◆ **EXERCISE BRIEF**: All of the records below need to be copied exactly.

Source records
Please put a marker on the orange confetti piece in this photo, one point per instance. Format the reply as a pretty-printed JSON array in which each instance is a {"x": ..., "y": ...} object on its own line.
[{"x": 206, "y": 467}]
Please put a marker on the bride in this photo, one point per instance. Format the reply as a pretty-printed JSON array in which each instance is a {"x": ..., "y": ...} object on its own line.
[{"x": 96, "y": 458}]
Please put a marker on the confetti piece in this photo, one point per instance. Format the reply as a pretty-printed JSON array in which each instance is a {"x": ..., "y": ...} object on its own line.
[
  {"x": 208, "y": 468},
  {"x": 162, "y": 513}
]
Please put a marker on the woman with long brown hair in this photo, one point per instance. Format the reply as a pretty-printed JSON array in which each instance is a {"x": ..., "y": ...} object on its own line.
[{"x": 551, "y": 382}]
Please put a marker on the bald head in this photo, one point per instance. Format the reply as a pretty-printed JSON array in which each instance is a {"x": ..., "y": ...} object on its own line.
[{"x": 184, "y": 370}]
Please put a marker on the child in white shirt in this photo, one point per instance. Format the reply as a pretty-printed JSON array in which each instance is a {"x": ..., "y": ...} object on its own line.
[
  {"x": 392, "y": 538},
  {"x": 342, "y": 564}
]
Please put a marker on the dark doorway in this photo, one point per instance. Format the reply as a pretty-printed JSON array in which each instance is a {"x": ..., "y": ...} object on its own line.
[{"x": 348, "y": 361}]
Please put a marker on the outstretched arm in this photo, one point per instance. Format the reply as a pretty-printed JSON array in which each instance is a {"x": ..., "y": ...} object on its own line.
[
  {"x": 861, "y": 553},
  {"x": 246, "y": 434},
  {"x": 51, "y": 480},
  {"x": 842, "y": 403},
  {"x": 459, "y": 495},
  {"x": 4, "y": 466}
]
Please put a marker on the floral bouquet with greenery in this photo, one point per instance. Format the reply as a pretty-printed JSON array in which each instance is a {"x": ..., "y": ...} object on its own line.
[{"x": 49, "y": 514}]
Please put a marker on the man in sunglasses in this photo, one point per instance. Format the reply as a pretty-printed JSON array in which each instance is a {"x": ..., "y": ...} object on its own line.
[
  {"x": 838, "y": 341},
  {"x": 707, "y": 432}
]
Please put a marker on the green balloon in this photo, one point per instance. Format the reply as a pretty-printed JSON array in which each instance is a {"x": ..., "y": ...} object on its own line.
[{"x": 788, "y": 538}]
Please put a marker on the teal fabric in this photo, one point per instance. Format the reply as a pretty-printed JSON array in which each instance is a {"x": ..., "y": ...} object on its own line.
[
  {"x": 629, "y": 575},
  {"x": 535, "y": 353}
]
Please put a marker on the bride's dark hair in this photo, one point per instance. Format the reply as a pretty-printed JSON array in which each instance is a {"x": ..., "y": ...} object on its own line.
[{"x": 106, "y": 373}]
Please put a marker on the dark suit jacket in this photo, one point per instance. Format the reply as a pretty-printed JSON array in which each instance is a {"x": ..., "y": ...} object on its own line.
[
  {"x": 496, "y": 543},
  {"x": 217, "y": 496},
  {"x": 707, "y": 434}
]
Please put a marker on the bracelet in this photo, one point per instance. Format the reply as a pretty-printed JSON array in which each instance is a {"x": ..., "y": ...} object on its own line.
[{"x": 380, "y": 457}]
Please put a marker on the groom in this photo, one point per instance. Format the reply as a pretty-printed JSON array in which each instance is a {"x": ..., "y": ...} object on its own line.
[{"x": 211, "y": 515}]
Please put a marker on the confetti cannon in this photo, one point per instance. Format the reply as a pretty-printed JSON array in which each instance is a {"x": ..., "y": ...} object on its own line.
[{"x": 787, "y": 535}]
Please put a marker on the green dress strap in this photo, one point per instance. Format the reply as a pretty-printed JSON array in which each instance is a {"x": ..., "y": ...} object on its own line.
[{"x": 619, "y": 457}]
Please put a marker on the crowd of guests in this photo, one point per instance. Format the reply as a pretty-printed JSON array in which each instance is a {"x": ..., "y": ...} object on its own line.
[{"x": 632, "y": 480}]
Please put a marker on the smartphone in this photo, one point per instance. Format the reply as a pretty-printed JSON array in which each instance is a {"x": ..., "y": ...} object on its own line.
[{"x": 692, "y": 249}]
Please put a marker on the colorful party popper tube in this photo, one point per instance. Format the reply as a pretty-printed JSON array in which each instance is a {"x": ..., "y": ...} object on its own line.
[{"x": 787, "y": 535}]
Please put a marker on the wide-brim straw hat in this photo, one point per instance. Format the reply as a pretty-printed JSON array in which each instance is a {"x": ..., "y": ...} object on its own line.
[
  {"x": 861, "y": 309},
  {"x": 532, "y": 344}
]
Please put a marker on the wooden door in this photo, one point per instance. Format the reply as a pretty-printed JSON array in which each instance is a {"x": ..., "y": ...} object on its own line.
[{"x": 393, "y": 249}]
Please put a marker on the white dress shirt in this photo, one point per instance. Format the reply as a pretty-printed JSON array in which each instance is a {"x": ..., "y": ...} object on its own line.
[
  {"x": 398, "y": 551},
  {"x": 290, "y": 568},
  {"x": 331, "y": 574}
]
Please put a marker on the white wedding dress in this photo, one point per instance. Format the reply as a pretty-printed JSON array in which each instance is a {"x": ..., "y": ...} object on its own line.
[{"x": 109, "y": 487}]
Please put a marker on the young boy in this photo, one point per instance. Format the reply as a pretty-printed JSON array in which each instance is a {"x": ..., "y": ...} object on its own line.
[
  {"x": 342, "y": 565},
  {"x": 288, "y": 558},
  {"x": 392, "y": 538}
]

◆ **FULL OUTPUT**:
Please put a marker on the orange confetti piece in this photo, one point per instance. Format the reply as a pretty-printed JSON array in which each instance is a {"x": ..., "y": ...} object on its own line.
[{"x": 206, "y": 467}]
Please put a marker on the bride in this photo, one point per instance. Format the reply as a pretty-printed JSON array in which each instance is a {"x": ..., "y": ...} object on its own line.
[{"x": 96, "y": 458}]
Please put a marker on the confetti piece in this photo, one point per instance. Format the reply as a pretty-printed JSON array in which each instance is a {"x": ..., "y": ...} object on its own line.
[
  {"x": 208, "y": 468},
  {"x": 162, "y": 513}
]
Please put a marker on the woman with long brown hair in this photo, one point per instance. Format the reply as a pretty-printed JSON array in which each instance is a {"x": ..., "y": ...} object on its own line.
[{"x": 551, "y": 382}]
Please put a marker on the bald head in this photo, one point per instance. Format the reply as a pretty-printed JSON array in which each instance is a {"x": ..., "y": ...} object on its own line.
[{"x": 184, "y": 370}]
Please put a marker on the child in white shirt in this photo, one point per instance. Format the reply as a pretty-printed JSON array in which each instance is a {"x": ..., "y": ...} object on its own line.
[
  {"x": 392, "y": 538},
  {"x": 342, "y": 564}
]
Please put a marker on the dark doorway in this photo, one point per instance. Format the reply as a pretty-printed JSON array in which each instance is a {"x": ..., "y": ...} object on its own line.
[{"x": 348, "y": 361}]
Please put a marker on the outstretched arm in this photo, one point per instance. Format the reply as a pretty-printed JSON array in which each instance is a {"x": ..., "y": ...} object on its own line.
[
  {"x": 861, "y": 553},
  {"x": 246, "y": 434},
  {"x": 51, "y": 480},
  {"x": 842, "y": 403},
  {"x": 459, "y": 495},
  {"x": 4, "y": 466}
]
Please put a marker on the floral bouquet with greenery in this photo, one point per instance. Format the reply as a pretty-printed JSON array in which each instance is a {"x": ..., "y": ...} object on its own line.
[{"x": 49, "y": 514}]
Please put a marker on the man in sunglasses in this photo, one point per instance. Format the reply as a pretty-printed JSON array in which each instance is a {"x": ..., "y": ...} object on its own line.
[
  {"x": 838, "y": 341},
  {"x": 707, "y": 432}
]
Please put a marker on the green balloon in this photo, one point per instance. Format the reply as a pretty-printed JSON array in which each instance is a {"x": ..., "y": ...} object on its own line.
[{"x": 788, "y": 538}]
Please put a marker on the teal fabric in this photo, one point per instance. Format the reply as a pretty-printed JSON array in which each instance is a {"x": ..., "y": ...} object on its own line.
[
  {"x": 629, "y": 575},
  {"x": 535, "y": 353}
]
Please put a marker on the bride's dark hair in this photo, one point per instance. Format the reply as a pretty-printed JSON array in which each instance is a {"x": ..., "y": ...} object on its own line.
[{"x": 106, "y": 373}]
Please put a marker on the dark suit jacket in this photo, one point per instance. Format the reply as a pretty-printed JSON array in which each instance is a {"x": ..., "y": ...} object on its own line.
[
  {"x": 496, "y": 543},
  {"x": 217, "y": 496},
  {"x": 707, "y": 434}
]
Please put a marker on the bracelet in this photo, one point per instance. Format the reply as a pretty-printed JSON array in which each instance is a {"x": ..., "y": ...} object on its own line.
[{"x": 380, "y": 457}]
Please put a marker on the groom in this photo, one point per instance. Format the reply as a pretty-printed JSON array in which each instance is a {"x": ..., "y": ...} object on its own line.
[{"x": 211, "y": 515}]
Please put a marker on the confetti cannon in this photo, one point per instance. Format the reply as a pretty-printed JSON array in which each instance is a {"x": ..., "y": ...} object on its own line.
[{"x": 787, "y": 535}]
Please put a marker on the green dress strap in this photo, one point per instance. Format the reply as a pretty-printed JSON array in which each instance is a {"x": ..., "y": ...} object on its own line.
[{"x": 619, "y": 457}]
Please put a marker on the crowd of guests in this photo, one point per instance. Format the reply as a pretty-printed JSON array in which each instance is a {"x": ..., "y": ...} object on its own line.
[{"x": 632, "y": 480}]
Please put a marker on the smartphone in this photo, one point per instance. Format the reply as a pretty-printed JSON array in which each instance is a {"x": ..., "y": ...} object on its own line.
[{"x": 692, "y": 249}]
Please put a marker on the colorful party popper tube in this photo, one point per instance. Format the reply as a pretty-printed JSON array in which each instance is a {"x": ..., "y": ...} object on its own line.
[{"x": 787, "y": 535}]
Please put a marker on the wide-brim straw hat in this photo, one point per instance. Format the reply as a pretty-printed JSON array in which each instance is a {"x": ..., "y": ...} object on its own line.
[
  {"x": 861, "y": 309},
  {"x": 532, "y": 344}
]
Please put a marker on the wooden door in this photo, one point per instance. Format the reply as a pretty-printed JSON array in which each instance is a {"x": ..., "y": ...} object on its own line.
[{"x": 393, "y": 249}]
Please put a marker on the white dress shirt in this photo, one point per instance. Format the reply as a pretty-printed JSON array in which each instance is a {"x": ..., "y": ...} object on its own line.
[
  {"x": 398, "y": 551},
  {"x": 290, "y": 568},
  {"x": 331, "y": 574}
]
Please put a marker on the white wedding dress in this photo, one point per instance. Format the reply as a pretty-printed JSON array in which each instance is a {"x": ..., "y": ...} object on its own line.
[{"x": 109, "y": 487}]
Please put a marker on the young boy in this photo, one point per instance. Format the reply as a pretty-printed JSON array in which each instance is a {"x": ..., "y": ...} object on its own line.
[
  {"x": 342, "y": 565},
  {"x": 288, "y": 558},
  {"x": 392, "y": 538}
]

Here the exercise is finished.